#### RAW DATA
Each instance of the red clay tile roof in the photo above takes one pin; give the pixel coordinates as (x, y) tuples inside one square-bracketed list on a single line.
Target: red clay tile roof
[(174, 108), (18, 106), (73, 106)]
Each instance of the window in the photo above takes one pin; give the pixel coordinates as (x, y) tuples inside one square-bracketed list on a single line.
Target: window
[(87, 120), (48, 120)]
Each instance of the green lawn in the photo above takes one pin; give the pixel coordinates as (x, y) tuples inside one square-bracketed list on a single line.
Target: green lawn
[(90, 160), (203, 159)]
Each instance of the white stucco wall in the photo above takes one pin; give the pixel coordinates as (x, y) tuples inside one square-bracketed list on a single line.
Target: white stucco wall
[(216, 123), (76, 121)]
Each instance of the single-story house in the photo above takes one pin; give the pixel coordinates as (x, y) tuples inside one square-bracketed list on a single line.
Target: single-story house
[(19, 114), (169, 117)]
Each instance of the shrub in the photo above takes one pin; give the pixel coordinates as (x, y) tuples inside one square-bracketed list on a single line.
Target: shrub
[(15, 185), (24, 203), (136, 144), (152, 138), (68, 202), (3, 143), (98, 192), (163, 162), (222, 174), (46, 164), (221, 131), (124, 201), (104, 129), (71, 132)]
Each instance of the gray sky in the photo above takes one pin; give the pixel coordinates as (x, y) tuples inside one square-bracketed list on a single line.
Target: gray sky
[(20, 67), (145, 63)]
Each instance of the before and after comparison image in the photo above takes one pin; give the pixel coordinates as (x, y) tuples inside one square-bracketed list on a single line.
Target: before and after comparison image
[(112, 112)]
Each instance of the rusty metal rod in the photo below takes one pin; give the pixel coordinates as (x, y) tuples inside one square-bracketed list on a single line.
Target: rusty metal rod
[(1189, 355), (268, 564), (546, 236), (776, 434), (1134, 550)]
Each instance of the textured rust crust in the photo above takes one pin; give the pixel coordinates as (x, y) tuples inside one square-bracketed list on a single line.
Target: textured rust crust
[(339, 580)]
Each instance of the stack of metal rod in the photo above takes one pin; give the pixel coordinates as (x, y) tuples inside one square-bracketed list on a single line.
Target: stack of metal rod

#### PROBLEM TO WORK ON
Rescale the records from their start through the line containing "129), (71, 132)]", writing out every line again, including the wording lines. Multiply each coordinate in the answer lists by 0.25 and round to whole numbers, with halves rounding up.

#### RESPONSE
Each instance of the red clay tile roof in the photo above takes one pin; give the pixel coordinates as (x, y) tuples inside one square-bracketed list on a single line.
Target: red clay tile roof
[(44, 27), (5, 27), (18, 27)]
Each instance of the window in the photo above takes one pin; give the pixel coordinates as (x, y) tuples inside one square-bracketed list on a single line.
Target: window
[(22, 30), (12, 30)]
Each instance of the green lawn in the photo above takes one pin; give the pixel coordinates as (x, y) tuples inside one square-bracketed list on a single line.
Target: green lawn
[(23, 40), (51, 40)]
Each instance of the white stucco wall in the photo above takes one pin; give the pixel coordinates as (x, y) tuples inside one square-bracketed list on a single line.
Target: white stucco wall
[(54, 31), (19, 30)]
Each instance of the single-story house in the photo above takes one pin; give the pixel coordinates as (x, y) tuples inside one square-bracketed list on a single line.
Target: single-story house
[(5, 29), (42, 29)]
Each instance of the shrub in the photo above takes one pin; give the pixel coordinates as (x, y) tuples inside one square-bracketed list on a single line.
Target: shrub
[(4, 46), (6, 51), (34, 36), (38, 35), (17, 51), (1, 36), (25, 48), (41, 41), (56, 44), (12, 41), (55, 33), (31, 50), (26, 32), (18, 33)]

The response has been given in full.